▸ TASK ITEM:
The reply should hold every line of the data below, unchanged, and none of the pictures.

Dataset items:
^^^^^^^^^^^^^^^^

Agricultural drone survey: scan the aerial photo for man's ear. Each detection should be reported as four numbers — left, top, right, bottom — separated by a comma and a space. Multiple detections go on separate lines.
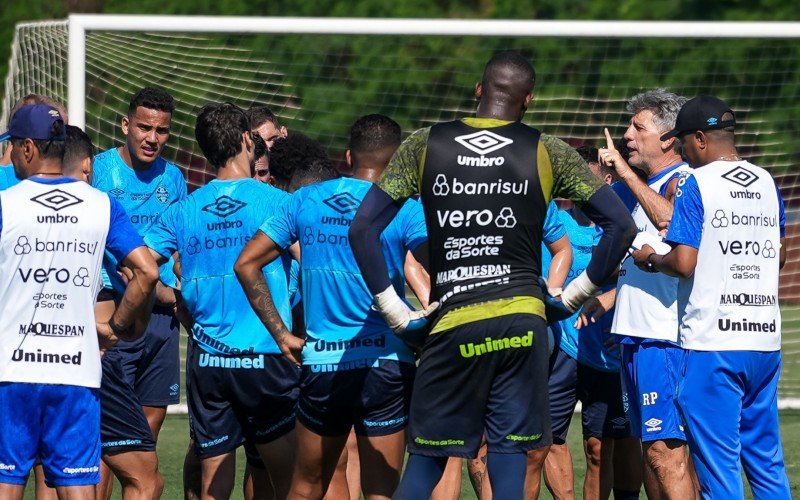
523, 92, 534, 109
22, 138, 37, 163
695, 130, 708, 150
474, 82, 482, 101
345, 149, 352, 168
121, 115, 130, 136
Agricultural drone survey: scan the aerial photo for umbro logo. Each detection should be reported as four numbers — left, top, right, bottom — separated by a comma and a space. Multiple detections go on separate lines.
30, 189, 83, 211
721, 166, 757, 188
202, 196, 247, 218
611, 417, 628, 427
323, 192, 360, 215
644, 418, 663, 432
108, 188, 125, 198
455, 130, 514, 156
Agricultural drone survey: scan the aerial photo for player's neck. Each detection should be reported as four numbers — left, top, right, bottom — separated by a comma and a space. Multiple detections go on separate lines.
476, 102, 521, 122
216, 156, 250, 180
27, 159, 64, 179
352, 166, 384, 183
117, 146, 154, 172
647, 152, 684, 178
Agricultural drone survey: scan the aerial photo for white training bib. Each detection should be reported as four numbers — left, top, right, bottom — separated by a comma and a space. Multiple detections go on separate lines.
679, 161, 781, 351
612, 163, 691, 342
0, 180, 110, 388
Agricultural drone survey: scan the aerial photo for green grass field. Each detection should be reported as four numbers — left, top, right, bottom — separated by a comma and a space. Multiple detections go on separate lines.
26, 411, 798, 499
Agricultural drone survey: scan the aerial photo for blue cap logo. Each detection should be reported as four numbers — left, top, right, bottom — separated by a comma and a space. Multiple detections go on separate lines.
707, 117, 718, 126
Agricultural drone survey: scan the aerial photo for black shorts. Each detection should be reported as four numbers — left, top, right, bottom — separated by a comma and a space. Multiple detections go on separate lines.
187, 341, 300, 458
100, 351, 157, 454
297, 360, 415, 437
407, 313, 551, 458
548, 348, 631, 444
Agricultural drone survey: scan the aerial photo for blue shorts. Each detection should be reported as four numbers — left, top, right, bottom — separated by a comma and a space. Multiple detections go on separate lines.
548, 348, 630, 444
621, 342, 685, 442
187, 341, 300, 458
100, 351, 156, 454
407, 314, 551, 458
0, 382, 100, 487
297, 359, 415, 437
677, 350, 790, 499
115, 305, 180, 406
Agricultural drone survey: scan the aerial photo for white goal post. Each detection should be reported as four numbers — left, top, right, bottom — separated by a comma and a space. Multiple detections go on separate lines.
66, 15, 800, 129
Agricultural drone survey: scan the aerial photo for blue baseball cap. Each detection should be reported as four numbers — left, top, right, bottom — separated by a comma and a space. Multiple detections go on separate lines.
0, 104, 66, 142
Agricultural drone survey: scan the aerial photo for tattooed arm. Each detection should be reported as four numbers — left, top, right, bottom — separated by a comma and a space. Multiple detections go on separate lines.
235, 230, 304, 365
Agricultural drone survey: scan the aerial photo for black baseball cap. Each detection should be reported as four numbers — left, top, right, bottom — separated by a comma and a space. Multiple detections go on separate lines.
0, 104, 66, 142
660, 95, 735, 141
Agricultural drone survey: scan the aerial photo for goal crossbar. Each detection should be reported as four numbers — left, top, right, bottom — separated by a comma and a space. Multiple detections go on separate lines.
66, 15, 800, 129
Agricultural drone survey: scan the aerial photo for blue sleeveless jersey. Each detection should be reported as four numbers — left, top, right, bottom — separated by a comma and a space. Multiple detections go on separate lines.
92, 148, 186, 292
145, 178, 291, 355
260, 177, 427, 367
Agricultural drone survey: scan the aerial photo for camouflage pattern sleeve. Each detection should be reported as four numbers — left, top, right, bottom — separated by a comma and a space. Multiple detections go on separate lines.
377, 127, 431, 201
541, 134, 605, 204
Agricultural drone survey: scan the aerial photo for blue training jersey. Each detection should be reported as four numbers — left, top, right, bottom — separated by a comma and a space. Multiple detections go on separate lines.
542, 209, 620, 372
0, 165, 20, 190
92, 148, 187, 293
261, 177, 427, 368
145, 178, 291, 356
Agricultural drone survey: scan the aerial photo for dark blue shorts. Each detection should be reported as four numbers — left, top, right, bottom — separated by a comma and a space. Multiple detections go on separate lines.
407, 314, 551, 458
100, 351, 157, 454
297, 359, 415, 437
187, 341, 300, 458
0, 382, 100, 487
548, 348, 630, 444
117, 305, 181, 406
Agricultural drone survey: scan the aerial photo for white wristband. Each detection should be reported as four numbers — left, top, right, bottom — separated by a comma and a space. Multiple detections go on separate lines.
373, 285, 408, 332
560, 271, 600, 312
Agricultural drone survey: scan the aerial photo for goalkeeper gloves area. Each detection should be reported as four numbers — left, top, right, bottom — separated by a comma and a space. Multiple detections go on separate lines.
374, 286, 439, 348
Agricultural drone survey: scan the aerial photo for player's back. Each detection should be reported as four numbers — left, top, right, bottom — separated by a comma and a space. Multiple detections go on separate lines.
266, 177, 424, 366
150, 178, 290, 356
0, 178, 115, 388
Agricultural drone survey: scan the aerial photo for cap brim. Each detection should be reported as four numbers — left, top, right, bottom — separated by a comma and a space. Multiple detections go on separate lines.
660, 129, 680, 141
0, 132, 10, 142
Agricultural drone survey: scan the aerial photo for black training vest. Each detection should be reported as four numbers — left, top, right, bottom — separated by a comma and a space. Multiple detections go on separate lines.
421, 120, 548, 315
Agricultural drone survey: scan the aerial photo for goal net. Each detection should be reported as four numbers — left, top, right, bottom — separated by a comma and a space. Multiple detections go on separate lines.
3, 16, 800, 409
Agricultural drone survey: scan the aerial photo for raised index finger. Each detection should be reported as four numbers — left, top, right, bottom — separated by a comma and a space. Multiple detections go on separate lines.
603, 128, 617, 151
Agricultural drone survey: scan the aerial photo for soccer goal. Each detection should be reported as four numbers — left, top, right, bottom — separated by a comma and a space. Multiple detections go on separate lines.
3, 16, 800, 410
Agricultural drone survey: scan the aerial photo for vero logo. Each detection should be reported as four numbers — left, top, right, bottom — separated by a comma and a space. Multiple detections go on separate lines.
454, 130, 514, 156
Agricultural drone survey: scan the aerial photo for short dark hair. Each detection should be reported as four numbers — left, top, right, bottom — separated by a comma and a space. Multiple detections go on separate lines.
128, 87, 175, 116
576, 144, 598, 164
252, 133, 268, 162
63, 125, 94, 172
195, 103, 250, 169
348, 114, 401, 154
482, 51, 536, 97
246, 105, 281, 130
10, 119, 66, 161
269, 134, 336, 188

^^^^^^^^^^^^^^^^

▸ WORKED SOLUTION:
Agricultural drone survey: scan the aerial photo for man's ear. Each detection should be reported as four numbers — left, top, right, bottom — separated by a comma and a space. Multiple detections go on separate lines.
523, 92, 534, 109
22, 138, 37, 163
695, 130, 708, 150
474, 82, 482, 101
345, 149, 352, 168
121, 115, 130, 136
Agricultural drone survey: scan the aerial photo for umbro logo. Each detection should be reported as four numbers — left, top, right, bottom — separated by a comma and a space. Multiple detections go on separate lines.
30, 189, 83, 211
721, 166, 757, 188
202, 196, 247, 218
611, 417, 628, 427
323, 192, 360, 215
644, 418, 663, 432
108, 188, 125, 198
455, 130, 514, 156
Agricultural drone survey: scan the aerial photo for player's neck. Each detection should be reported as four numbers — left, top, right, bottom — separated by a comma and a space. Multiple detections go on separate lines.
476, 102, 521, 122
216, 156, 250, 180
27, 159, 64, 179
352, 166, 384, 183
117, 146, 154, 172
647, 152, 684, 178
Agricultural drone survey: scan the aerial photo for white training bib. Each detection should be reported as four numbers — left, top, right, bottom — separated by a comma and a space. Multiple detections go on separate lines.
679, 161, 781, 351
612, 163, 691, 342
0, 180, 110, 388
Agricultural drone survey: scan the aerial photo for green grass field. Each detection should be reported as four numbers — left, top, right, bottom — separated by a comma and a space. Multiple detections go on separate lines.
26, 411, 798, 499
Agricultural drone survey: scan the aerial photo for blue cap logo. Each detection should be reported as four numbers — left, top, right, bottom — separated by a comma and a space. Multiple detections go on separate lines.
707, 117, 718, 126
Agricultural drone survey: scan the aerial photo for black shorts. Each detection should be reported as four numbers — left, top, right, bottom — separated by a comma and a space. Multiple detections go on separate lines.
187, 341, 300, 458
100, 351, 157, 454
297, 360, 415, 437
407, 313, 551, 458
548, 348, 631, 444
Agricultural drone survey: scan the aerial photo for blue shorts. Each detection should be reported as four numbers — left, top, right, bottom — separated by a comma and a space. Multiple detections go on separate lines.
548, 348, 630, 444
621, 342, 685, 442
187, 341, 300, 458
100, 351, 156, 454
407, 314, 551, 458
0, 382, 100, 487
297, 359, 415, 437
677, 350, 790, 499
115, 305, 180, 406
Agricultural drone survey: scan the aerial photo for white goal post. Each detection should be reported as four numbers — left, top, right, bottom — separated by a comma and a space. Multiple detections go on separate lines.
66, 15, 800, 129
Agricultural drone survey: scan the aerial photo for blue baseball cap. Each detection should be reported as four numbers — left, top, right, bottom — separated by a comma and a space. Multiple detections go on separate lines.
0, 104, 66, 142
Agricultural drone survey: scan the aerial photo for tattooed arm. Each detection should be reported as four numbers — left, top, right, bottom — separated by a comma and a space. Multiple detections go on separate lines.
235, 230, 304, 365
Agricultural drone survey: scan the aerial photo for black baseball cap. Each detection should be reported as four numbers — left, top, right, bottom — separated by a comma and a space. Multiple detections go on separate lines.
0, 104, 66, 142
660, 95, 735, 141
Agricultural drone survey: scan the aerial photo for goal crossbar. Each detection should be reported as four numbers — left, top, right, bottom — separated by a comma and a space. Multiple detections go on separate lines.
66, 15, 800, 129
Agricultural drone survey: scan the aerial photo for blue sleeveless jersey. Each detection should be reported as four numbers — left, top, right, bottom — separated by a comma and a space. Multiple detections go on separate lines.
92, 148, 186, 292
145, 178, 291, 355
260, 177, 427, 367
Agricultural drone survey: scan the aerial photo for camouflage pattern sleeve. Each detection should be reported as four numbers — left, top, right, bottom — separated by a comma and a space. Multiple detections go on separate lines.
377, 127, 431, 201
541, 134, 605, 204
Agricultural drone survey: scan the aerial photo for blue training jersey. Each detection should be reported as four numbers — left, top, right, bottom — separated by a comma and a space. Multiple detections go on separate lines.
542, 209, 620, 372
0, 165, 20, 190
92, 148, 187, 293
261, 177, 427, 368
145, 178, 291, 356
Agricultural drone survey: scan the aerial photo for dark blue shorts. Each detection should be reported as four numbers — left, top, right, bottom — separated by a comma and a space. Multiple detections go on separate lines.
407, 314, 551, 458
100, 351, 157, 454
297, 359, 415, 437
187, 341, 300, 458
0, 382, 100, 487
548, 348, 630, 444
117, 305, 181, 406
Agricultural drone survey: scan the aerial photo for white wristband. Each detection should be reported as four numbers — left, top, right, bottom — separated by a comma and a space. Multiple detections go on separate lines.
373, 285, 408, 332
560, 271, 600, 312
Agricultural drone survey: scan the aerial photo for goalkeeper gloves area. Each detection should be reported as four numbers — left, top, right, bottom — separated by a comma and a space. Multiple detections go on separate lines.
374, 286, 439, 348
Agricultural drone survey: scan the aerial photo for player's back. Each detection should be reported as four numbers — left, top, right, bottom — separated by a comma and a space. Multiple detections go on separate lines.
266, 177, 424, 366
150, 178, 290, 356
0, 178, 115, 388
Agricultural drone survey: scan the aerial photo for cap brim. Each detection should be reported as four numbers — left, top, right, bottom — separated by a comma and a space. Multiple detections go on separate lines.
660, 129, 680, 141
0, 132, 10, 142
Agricultural drone survey: scan the aerial photo for black training vest. Each detection should be reported as four numbers — left, top, right, bottom — separated by a comma and a space. Multiple detections go on separate lines.
421, 120, 548, 315
Agricultural drone survey: scan the aerial photo for goal net. Each detection should be reported as four numbers — left, top, right, bottom — separated by a comma and a space. Multiple detections go on separate lines.
3, 16, 800, 409
Agricultural drone survey: scan the aerial photo for raised index finger. Each detection should be reported as four numbers — left, top, right, bottom — separated by a comma and a space. Multiple detections go on separate lines.
603, 128, 617, 151
Agricultural drone survey: scan the aerial photo for soccer goal. Each detection should be reported as four numbers — left, top, right, bottom — separated by a comma and a space. Multiple detections go on separate lines.
3, 16, 800, 410
Agricultural drone survey: scan the aerial photo for vero logo. Each detection should be reported as four numbers — left, top, right, bottom — separated by a comma and a space. Multiple detections go on separate lines.
454, 130, 514, 156
Agricultural drone survey: scan the aerial photo for short dark hair. Each detection should be reported as four numbers — left, top, right, bottom — separated by a comma and a space. Multiple detections go on separate lines.
128, 87, 175, 116
576, 144, 598, 164
252, 133, 268, 162
63, 125, 94, 172
195, 103, 250, 169
348, 114, 401, 154
482, 51, 536, 97
246, 105, 281, 130
10, 119, 66, 161
269, 134, 336, 188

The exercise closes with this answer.